"""
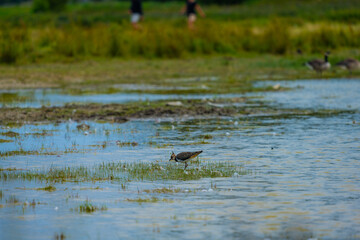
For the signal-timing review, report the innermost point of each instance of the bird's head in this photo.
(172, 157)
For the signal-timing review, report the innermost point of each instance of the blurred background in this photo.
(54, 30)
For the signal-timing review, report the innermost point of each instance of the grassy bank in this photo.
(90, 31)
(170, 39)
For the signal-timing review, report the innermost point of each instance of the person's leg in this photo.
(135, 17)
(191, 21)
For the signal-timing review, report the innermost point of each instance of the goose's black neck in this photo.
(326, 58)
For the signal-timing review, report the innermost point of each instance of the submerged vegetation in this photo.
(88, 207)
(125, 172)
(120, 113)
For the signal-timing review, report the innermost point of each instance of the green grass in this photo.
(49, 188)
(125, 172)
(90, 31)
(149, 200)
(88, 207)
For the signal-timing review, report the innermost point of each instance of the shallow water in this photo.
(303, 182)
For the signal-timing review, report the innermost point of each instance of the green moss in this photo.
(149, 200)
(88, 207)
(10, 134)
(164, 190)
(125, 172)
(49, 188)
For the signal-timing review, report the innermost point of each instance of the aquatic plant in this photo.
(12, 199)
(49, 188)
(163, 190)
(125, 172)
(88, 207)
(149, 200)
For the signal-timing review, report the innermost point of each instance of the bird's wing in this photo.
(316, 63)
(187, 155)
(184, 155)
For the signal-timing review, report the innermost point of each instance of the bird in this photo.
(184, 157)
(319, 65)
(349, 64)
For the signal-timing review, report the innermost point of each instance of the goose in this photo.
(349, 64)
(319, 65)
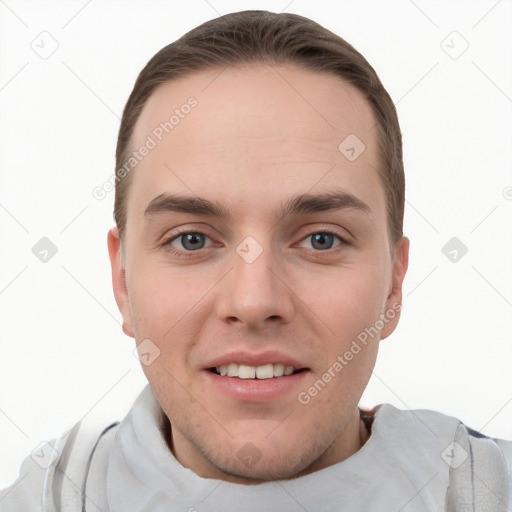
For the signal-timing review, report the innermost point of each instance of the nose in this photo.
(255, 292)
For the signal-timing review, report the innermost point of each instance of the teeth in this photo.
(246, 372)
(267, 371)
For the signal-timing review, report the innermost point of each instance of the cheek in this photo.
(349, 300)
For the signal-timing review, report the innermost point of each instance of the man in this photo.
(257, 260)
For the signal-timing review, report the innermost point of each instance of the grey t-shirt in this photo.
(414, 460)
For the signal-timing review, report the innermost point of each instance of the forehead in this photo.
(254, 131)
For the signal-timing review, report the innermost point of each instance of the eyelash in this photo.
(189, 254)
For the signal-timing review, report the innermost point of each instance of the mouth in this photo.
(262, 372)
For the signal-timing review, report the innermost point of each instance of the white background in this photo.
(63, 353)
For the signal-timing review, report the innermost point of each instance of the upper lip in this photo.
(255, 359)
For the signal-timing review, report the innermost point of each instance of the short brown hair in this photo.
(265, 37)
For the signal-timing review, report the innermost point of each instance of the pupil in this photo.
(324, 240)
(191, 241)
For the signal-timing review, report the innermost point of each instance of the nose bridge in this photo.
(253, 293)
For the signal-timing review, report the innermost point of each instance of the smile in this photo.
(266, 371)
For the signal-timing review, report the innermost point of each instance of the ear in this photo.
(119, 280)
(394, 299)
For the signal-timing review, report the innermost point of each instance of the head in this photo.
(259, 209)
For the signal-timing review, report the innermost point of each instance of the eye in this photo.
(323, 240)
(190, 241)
"""
"""
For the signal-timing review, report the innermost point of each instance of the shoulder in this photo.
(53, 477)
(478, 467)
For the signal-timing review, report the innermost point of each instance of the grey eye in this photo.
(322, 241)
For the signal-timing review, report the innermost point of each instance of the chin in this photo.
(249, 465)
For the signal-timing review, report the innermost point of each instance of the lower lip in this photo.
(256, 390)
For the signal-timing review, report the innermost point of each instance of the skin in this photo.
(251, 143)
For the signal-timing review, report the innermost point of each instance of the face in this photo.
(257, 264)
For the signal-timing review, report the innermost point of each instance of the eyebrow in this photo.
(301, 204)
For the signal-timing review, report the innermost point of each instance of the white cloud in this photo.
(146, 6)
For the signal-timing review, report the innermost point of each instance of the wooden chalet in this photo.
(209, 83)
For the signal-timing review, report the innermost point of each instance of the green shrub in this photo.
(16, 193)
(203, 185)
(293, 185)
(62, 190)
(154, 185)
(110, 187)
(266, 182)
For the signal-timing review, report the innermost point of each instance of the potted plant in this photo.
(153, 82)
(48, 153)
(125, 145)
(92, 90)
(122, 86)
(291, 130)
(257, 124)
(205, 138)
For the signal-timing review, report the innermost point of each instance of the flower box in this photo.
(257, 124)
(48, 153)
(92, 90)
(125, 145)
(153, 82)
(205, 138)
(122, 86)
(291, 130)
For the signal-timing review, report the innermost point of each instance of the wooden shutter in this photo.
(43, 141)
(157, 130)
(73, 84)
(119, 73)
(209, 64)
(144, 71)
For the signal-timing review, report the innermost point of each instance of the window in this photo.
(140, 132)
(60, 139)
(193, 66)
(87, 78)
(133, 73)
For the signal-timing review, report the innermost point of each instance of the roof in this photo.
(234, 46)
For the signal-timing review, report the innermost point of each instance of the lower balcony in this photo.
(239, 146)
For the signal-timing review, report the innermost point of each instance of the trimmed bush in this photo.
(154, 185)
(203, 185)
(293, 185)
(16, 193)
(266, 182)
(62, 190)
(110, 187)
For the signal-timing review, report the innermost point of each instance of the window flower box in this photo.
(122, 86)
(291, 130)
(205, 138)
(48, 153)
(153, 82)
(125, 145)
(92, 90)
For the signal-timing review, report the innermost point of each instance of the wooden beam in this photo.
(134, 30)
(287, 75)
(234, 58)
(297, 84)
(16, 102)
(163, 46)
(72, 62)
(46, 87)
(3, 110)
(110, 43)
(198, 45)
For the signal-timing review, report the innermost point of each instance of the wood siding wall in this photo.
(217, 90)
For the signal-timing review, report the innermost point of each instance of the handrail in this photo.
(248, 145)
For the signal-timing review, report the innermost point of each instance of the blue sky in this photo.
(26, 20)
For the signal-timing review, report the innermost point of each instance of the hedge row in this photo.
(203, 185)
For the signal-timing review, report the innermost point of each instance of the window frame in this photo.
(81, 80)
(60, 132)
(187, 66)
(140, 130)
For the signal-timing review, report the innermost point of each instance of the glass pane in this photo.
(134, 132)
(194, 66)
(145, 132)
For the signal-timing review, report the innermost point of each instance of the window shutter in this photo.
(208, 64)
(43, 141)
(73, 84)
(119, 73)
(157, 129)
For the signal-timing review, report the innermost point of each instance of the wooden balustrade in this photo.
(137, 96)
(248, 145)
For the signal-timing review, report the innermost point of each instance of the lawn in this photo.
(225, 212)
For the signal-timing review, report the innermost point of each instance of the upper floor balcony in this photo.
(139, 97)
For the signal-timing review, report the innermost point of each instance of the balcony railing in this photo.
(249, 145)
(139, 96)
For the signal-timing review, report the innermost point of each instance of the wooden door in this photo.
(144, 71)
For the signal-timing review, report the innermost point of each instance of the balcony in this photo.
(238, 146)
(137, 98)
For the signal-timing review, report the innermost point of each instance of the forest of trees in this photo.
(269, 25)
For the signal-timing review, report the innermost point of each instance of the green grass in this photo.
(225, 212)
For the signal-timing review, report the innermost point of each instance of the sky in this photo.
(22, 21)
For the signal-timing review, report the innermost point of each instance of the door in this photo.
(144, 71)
"""
• [Set task]: How many lines in the entries above, across both blocks, contain the string "flower"? Reply with the number alone.

• [Solution for this problem]: 2